◆ To do:
a: According to the excerpt on TPE-based materials, what does the addition of hollow glass beads provide the final article with?
b: Reproduce the passage of the excerpt on TPE-based materials from "However, these additives" to "to poor adhesion.".
c: Carry on writing the excerpt on TPE-based materials, picking up after its final sentence.

─── Text excerpt

Unfortunately, the level of adhesion of TPE-based materials, of systems obtained by direct adhesion, is not always optimal.
Furthermore, these TPE-based materials may comprise additives and reinforcements, such as fibers or glass beads, for electronic, sports, automotive or industrial applications in order to improve the mechanical properties. Furthermore, the addition of hollow glass beads has been envisioned in the past, making it possible to provide the final article with lightness in order to consume less energy or to reduce as much as possible the energy expended during use thereof.
However, these additives and/or reinforcements may have harmful impacts, such as adhesion problems during assembly thereof. For example, in “Investigation of the interfacial adhesion of glass bead-filled multicomponent injection molded composites, Suplicz et al., IOP Conf. Series: Materials Science and Engineering 903 (2020)”, a decrease in the adhesion strength between 2 overmolded materials comprising glass fibers or glass beads was observed, due to poor adhesion.
There is therefore a real need to provide articles with good adhesion between these various materials comprising additives and/or reinforcements, in particular comprising hollow glass beads.

──────
─── Data excerpt

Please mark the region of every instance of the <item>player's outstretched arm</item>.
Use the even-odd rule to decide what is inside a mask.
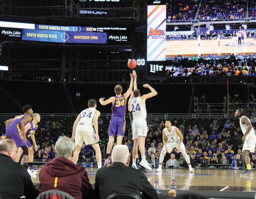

──────

◆ Written responses:
a: Lightness.

b:
However, these additives and/or reinforcements may have harmful impacts, such as adhesion problems during assembly thereof. For example, in “Investigation of the interfacial adhesion of glass bead-filled multicomponent injection molded composites, Suplicz et al., IOP Conf. Series: Materials Science and Engineering 903 (2020)”, a decrease in the adhesion strength between 2 overmolded materials comprising glass fibers or glass beads was observed, due to poor adhesion.

c:
The invention relates firstly to an article comprising a first polymer material comprising at least one copolymer comprising polyamide blocks and polyether blocks (PEBA) and a second polymer material comprising at least one thermoplastic elastomer (TPE) polymer, the first polymer material and the second polymer material adhering directly to one another, and the first polymer material comprising hollow glass beads.
According to one embodiment, the adhesion between two polymer materials, expressed as the peel strength in kgf/cm, is greater than or equal to 10 kgf/cm, preferably greater than or equal to 12 kgf/cm.
According to one embodiment, the hollow glass beads have a content of 3% to 25% by weight relative to the total weight of the first polymer material.
According to one embodiment, the hollow glass beads comprise zinc oxide having a content greater than or equal to 1.0% by weight relative to the total weight of the hollow glass beads, and preferably greater than or equal to 2.0% by weight relative to the total weight of the hollow glass beads.
The TPE may be chosen from a thermoplastic polyurethane (TPU), a copolymer comprising polyamide blocks and polyether blocks (PEBA) and a copolyether block ester (CoPE) and combinations thereof, and preferably the TPE is a TPU, preferably chosen from a copolyether block urethane, and a copolyester block urethane.
The present invention makes it possible to meet the need expressed above: in addition to good direct adhesion between TPE materials of the same nature or of different nature, it also provides articles having a desired low density.
The present invention also provides a process for direct adhesion of a first polymer material comprising at least one copolymer comprising polyamide blocks and polyether blocks (PEBA) and hollow glass beads to a second polymer material comprising at least one thermoplastic elastomer (TPE) polymer, the process being characterized in that the assembly is carried out by a process comprising heating at least one of the two polymer materials so as to adhere one material to the other.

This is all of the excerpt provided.